#### [Work task]
Give the entries again exactly; drop the pictures.

.....

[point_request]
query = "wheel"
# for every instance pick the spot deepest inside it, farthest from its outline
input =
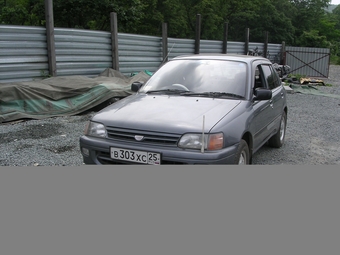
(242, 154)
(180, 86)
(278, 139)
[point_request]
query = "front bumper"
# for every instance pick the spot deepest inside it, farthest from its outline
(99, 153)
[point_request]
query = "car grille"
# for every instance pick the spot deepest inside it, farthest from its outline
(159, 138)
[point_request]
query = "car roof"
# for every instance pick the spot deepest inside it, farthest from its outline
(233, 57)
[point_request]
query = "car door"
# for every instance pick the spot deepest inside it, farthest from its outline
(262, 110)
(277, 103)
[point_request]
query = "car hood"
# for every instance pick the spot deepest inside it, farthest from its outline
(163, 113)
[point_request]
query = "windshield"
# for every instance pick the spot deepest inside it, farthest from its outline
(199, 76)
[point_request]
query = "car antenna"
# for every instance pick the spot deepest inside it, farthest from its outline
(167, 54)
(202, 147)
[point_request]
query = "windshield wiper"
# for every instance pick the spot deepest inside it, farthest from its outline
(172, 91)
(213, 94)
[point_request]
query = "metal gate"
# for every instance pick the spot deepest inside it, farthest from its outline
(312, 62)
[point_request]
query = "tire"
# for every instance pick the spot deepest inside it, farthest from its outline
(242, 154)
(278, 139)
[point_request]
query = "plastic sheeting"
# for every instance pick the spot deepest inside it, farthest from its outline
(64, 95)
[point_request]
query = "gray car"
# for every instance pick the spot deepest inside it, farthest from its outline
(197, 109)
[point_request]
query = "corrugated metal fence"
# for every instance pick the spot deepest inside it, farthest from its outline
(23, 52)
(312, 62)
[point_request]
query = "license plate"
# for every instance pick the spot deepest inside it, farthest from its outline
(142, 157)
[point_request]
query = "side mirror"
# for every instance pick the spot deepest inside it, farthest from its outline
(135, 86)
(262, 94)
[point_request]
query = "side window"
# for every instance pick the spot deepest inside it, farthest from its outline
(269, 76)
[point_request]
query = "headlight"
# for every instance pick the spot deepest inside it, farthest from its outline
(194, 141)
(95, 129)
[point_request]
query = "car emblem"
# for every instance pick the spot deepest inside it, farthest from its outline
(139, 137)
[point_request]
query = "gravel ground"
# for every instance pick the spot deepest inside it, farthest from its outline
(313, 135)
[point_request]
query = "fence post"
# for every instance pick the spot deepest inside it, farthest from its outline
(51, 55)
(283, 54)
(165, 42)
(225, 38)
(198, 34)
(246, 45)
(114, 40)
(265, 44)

.....

#### [Finished task]
[point_request]
query = "wheel"
# for every instance pick the spot deepest inside it, farthest from its outline
input =
(242, 154)
(180, 86)
(278, 139)
[point_request]
query = "front bumper"
# for every instance pick the spot deepest inside it, farthest from its outline
(99, 153)
[point_request]
query = "car grille"
# for every instance pick the spot deepest inside it, farthest from its outline
(159, 138)
[point_request]
query = "car roof"
# for every instance pick the spot deepest inside it, farthest from its outline
(233, 57)
[point_request]
query = "car door"
# for every instance pick the spot deepest inside it, farthest from its outline
(262, 110)
(277, 103)
[point_request]
query = "car hood"
# for every instance pick the spot deepest inside it, farthest from its outline
(163, 113)
[point_request]
query = "windshield"
# for every instance pick the spot deepest inside it, farthest from its outline
(199, 76)
[point_request]
query = "car antenna"
# for every instance pick the spot deepest inside it, farthest from its outline
(167, 54)
(202, 147)
[point_request]
query = "windshield wiper"
# for every instance pick the spot deepest inside it, farthest from its outline
(172, 91)
(213, 94)
[point_request]
query = "metal gate"
# for every instance pick the spot deepest inside it, farthest from its outline
(312, 62)
[point_request]
query = "tire"
# for every instance pick the spot deepest inside it, farthest from its outline
(242, 154)
(278, 139)
[point_request]
query = "plastic sheeting"
# for every instance pick the spot deepest inside it, farthest from its outline
(64, 95)
[point_request]
query = "gray car"
# for every instance pick the spot deepest inside it, farthest from its outline
(197, 109)
[point_request]
query = "corrugated metal fence"
# for every instance pick the spot deepest inside it, farthest from its outline
(23, 52)
(312, 62)
[point_request]
query = "license plate"
# for every instance pick the spot deepest inside it, farthest from its outline
(142, 157)
[point_request]
query = "side mirror"
# for every instance pick the spot deepest inside it, farthest from its outline
(135, 86)
(262, 94)
[point_request]
query = "side window"
# for every instance pick the spot deepest inside it, farthest from its outline
(269, 76)
[point_request]
query = "headlight"
# for every instance pick the spot deepest inside it, farthest from its outline
(194, 141)
(95, 129)
[point_request]
query = "car emblem"
# for every instance pick the spot deepest inside it, farthest from its outline
(139, 137)
[point_request]
query = "gravel ground"
# for every instance pick the spot deepest inside it, farthest from its outline
(313, 135)
[point_request]
query = "fence post"
# for every instance pick the spot deepest inside it, farthest from its outline
(51, 55)
(283, 54)
(165, 42)
(225, 38)
(198, 34)
(246, 45)
(114, 40)
(265, 44)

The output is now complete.